Goal of the exercise — Every entry that follows should be reproduced exactly.

::::

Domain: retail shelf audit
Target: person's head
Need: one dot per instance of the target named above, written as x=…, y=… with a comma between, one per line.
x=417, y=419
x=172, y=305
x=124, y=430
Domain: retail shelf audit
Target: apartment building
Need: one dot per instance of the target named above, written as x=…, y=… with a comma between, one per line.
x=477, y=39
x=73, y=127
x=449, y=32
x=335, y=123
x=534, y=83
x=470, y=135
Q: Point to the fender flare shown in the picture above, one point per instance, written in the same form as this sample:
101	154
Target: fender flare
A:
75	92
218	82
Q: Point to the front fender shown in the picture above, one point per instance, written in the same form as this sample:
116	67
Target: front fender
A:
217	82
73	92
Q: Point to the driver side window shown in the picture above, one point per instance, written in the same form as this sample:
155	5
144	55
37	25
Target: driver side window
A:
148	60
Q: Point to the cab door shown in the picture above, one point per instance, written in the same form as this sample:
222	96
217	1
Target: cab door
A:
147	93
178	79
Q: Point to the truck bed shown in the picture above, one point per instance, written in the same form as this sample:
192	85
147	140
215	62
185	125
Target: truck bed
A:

::::

Answer section —
Domain: retail shelf audit
Target: person's head
Need: one dot per instance of the target named above, written as x=…, y=… with a comma between, one per line.
x=417, y=419
x=172, y=305
x=124, y=430
Domain: retail shelf audit
Target: apartment building
Need: one dot per instance of the target named above, written as x=…, y=… with a comma between, one per line.
x=477, y=39
x=73, y=127
x=449, y=32
x=335, y=123
x=534, y=83
x=470, y=135
Q: Point to the fender flare shown in the picture above, one point per instance, written in the same form as this sample:
101	154
Target: fender flare
A:
75	92
218	82
Q: Point to the front fender shown in the picture above, one point per instance, written in the same form as this sample:
116	67
Target: front fender
A:
217	82
73	92
Q: Point to the driver side window shown in the picture above, one point per instance, written in the same form as this sample:
155	5
144	55
37	25
Target: driver side window
A:
148	60
Q: Point to the cab door shown in the picture above, one point per instance, written in the same form as this sample:
222	96
217	1
Target: cab door
A:
147	93
178	79
Q: Point to the truck bed shown in the picture above, one point per instance, written in the same form as this sample:
192	85
147	140
215	62
185	125
Target: truck bed
A:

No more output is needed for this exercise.